WHAT TO DO —
Could you lay out the listing between the lines holding "Mark every instance of the white blurred" and "<point>111,308</point>", inclusive, as a two-column CSV headed text and answer, with one row for each text and its answer? Put each field in quotes and turn its line breaks into spaces.

— START OF SUPPLIED RECORDS —

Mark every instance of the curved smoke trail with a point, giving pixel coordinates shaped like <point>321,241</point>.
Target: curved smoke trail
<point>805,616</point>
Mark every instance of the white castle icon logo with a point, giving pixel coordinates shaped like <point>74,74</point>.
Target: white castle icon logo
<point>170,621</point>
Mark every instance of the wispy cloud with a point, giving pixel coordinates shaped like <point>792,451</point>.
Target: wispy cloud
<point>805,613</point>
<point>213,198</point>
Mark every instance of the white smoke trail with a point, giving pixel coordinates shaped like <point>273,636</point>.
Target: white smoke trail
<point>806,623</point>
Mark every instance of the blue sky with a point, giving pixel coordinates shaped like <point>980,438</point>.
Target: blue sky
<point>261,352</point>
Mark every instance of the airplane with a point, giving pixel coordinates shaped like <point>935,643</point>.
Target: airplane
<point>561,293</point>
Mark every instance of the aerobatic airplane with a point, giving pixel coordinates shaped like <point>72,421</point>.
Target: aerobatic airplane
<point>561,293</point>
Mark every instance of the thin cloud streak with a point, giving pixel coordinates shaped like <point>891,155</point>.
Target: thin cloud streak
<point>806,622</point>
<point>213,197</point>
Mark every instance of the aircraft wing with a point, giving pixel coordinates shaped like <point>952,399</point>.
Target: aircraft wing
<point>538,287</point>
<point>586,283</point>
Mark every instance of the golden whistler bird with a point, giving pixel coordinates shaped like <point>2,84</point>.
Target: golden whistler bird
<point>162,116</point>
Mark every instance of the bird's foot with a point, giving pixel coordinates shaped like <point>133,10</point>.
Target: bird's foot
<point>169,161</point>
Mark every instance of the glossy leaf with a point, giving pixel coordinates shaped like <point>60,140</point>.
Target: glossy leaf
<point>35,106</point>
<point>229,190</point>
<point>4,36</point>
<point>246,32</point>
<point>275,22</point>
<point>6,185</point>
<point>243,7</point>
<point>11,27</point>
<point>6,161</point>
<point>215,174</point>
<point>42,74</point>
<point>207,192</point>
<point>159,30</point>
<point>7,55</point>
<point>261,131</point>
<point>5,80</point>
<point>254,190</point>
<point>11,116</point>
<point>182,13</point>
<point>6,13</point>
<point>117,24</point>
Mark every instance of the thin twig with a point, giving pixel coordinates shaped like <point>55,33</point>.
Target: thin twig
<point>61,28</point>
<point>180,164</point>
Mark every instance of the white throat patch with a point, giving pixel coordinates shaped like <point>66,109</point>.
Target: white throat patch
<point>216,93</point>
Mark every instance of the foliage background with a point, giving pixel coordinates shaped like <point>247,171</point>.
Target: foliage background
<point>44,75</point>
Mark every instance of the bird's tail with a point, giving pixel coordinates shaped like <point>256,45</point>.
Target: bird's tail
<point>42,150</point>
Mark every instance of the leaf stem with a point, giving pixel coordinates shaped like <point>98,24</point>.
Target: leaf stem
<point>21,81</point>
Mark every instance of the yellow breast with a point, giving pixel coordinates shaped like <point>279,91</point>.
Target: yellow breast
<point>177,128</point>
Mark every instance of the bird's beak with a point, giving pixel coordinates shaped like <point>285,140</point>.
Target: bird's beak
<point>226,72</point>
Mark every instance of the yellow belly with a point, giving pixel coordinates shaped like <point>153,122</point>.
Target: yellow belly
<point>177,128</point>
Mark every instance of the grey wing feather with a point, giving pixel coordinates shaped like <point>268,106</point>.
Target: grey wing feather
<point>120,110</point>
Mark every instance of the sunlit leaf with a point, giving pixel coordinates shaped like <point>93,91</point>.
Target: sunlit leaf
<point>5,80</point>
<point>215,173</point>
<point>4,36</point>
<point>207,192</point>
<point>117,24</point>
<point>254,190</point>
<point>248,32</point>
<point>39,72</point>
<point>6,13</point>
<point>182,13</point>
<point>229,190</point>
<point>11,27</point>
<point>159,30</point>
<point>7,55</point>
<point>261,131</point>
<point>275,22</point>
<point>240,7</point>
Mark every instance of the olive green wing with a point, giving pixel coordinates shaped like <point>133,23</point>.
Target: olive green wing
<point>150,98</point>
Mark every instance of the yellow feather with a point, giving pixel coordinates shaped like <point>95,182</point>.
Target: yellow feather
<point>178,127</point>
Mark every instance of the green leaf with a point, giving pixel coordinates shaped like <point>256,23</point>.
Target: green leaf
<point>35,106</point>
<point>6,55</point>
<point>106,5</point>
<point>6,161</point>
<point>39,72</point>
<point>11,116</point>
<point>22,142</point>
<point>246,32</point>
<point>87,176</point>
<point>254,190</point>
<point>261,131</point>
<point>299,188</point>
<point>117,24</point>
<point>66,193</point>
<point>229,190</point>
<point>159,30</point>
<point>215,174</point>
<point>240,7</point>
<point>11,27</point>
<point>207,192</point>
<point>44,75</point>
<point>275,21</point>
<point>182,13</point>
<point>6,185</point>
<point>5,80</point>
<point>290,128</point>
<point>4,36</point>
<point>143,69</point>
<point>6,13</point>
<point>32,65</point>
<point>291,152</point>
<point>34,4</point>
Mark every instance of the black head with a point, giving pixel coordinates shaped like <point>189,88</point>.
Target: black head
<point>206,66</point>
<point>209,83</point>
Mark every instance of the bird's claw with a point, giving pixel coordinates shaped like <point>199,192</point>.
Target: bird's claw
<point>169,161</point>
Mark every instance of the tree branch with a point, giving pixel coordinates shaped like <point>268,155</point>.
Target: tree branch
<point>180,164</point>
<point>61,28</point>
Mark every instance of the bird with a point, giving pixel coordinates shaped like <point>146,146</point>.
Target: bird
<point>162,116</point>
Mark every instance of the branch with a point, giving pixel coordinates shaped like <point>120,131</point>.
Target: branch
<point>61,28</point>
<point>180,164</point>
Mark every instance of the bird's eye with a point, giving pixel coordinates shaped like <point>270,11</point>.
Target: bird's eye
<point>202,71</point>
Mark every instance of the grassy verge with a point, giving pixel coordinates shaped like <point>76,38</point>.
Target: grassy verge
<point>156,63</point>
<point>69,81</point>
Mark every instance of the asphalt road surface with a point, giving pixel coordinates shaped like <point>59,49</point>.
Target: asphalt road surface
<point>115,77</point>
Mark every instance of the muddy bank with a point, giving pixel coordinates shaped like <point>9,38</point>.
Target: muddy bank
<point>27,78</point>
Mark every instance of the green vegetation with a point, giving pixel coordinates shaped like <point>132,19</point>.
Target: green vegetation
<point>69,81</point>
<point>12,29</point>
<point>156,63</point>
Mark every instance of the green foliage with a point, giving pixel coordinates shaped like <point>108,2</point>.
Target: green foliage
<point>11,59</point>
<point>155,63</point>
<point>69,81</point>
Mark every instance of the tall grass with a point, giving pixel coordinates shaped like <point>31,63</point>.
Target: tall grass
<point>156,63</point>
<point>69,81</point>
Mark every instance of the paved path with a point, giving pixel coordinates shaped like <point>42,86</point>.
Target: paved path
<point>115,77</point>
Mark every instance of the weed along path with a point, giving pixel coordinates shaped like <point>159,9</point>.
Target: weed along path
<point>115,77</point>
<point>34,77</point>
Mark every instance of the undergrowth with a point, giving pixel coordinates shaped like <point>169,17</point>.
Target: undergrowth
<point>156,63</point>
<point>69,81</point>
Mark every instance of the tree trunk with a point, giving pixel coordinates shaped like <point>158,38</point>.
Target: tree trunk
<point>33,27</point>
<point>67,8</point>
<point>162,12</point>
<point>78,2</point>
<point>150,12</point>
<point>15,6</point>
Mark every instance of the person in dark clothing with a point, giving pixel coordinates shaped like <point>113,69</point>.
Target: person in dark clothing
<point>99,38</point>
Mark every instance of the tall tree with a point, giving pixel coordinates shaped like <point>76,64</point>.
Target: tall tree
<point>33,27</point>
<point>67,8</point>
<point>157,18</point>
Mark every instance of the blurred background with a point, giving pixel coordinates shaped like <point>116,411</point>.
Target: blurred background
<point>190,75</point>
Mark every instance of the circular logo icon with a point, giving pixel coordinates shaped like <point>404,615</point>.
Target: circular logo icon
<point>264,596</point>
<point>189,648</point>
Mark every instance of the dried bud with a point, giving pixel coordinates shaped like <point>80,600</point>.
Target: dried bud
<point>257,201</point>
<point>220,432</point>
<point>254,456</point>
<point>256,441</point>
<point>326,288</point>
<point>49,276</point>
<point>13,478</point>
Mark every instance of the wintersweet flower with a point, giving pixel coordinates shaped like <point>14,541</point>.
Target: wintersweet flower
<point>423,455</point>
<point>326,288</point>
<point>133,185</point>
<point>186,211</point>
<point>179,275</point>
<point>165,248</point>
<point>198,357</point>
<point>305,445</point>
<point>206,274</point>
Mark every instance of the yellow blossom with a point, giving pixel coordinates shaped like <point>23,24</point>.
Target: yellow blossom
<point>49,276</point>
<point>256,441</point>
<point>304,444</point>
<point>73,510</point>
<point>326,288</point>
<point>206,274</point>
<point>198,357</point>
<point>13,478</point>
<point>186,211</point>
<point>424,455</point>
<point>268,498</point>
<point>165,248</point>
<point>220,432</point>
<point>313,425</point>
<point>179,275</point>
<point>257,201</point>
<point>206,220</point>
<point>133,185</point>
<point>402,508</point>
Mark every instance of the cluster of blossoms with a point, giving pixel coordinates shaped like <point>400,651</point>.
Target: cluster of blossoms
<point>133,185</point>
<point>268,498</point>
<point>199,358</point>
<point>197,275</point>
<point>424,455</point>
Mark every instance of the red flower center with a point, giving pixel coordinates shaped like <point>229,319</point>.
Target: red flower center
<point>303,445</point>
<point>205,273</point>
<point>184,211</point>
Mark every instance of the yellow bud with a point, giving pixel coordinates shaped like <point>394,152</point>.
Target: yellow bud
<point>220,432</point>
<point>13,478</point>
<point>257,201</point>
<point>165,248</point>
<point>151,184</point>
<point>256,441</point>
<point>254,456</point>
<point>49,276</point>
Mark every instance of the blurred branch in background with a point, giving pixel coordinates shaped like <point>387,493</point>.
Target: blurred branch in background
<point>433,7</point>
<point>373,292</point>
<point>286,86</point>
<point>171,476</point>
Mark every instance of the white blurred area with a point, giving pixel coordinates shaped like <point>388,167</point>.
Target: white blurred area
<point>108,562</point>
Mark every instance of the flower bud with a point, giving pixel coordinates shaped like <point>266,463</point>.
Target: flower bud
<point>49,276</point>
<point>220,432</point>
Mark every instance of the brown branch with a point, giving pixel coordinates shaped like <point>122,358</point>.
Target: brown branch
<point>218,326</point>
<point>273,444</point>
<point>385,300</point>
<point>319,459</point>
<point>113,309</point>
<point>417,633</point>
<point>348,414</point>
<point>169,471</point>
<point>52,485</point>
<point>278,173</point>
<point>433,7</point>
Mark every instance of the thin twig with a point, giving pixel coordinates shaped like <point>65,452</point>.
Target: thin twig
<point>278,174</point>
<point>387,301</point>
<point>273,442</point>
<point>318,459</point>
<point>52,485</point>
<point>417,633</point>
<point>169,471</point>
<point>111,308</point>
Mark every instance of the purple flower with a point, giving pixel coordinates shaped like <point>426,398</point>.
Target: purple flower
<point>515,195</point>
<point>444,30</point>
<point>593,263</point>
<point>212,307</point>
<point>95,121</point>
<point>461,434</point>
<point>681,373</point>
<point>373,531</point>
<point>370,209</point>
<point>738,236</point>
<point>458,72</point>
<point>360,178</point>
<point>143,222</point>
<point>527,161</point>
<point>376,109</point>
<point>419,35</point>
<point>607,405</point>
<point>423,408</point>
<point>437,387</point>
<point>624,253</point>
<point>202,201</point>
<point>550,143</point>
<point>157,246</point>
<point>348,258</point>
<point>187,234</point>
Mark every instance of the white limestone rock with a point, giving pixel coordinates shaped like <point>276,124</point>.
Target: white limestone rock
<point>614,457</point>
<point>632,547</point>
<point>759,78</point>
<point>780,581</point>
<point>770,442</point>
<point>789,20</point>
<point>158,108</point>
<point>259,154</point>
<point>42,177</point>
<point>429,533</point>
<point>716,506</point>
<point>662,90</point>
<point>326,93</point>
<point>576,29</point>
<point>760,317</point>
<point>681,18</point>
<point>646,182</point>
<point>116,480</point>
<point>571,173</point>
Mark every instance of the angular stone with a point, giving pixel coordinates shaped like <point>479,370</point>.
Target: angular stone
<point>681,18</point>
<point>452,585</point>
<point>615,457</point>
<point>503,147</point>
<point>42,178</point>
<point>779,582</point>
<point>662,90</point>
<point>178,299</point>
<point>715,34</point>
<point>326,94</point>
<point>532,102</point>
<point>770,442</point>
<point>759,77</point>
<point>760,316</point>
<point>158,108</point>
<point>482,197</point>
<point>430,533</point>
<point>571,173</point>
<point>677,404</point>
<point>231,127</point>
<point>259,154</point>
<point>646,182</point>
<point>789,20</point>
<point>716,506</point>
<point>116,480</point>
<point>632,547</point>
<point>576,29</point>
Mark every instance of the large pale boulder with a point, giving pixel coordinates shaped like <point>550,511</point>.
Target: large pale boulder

— END OF SUPPLIED RECORDS —

ANSWER BELOW —
text,answer
"Mark every instance of the white blurred area with a point, giving pixel coordinates shaped like <point>388,167</point>. Target: white blurred area","<point>108,562</point>"
"Mark every instance of the flower bud with a point, giving pixel coordinates shaped like <point>266,463</point>. Target: flower bud","<point>49,276</point> <point>220,432</point>"
"Mark every instance of the brown branch with a point, giving pixel coordinates shaped like <point>122,358</point>. Target: brown branch","<point>218,326</point> <point>273,444</point> <point>385,300</point> <point>319,459</point> <point>113,309</point> <point>417,633</point> <point>348,414</point> <point>169,471</point> <point>52,485</point> <point>278,173</point> <point>433,7</point>"
"Mark every instance of the thin twig with a point, giving pixel coordinates shaped like <point>65,452</point>. Target: thin twig","<point>278,174</point> <point>387,301</point> <point>273,442</point> <point>318,459</point> <point>52,485</point> <point>417,633</point> <point>169,471</point> <point>111,308</point>"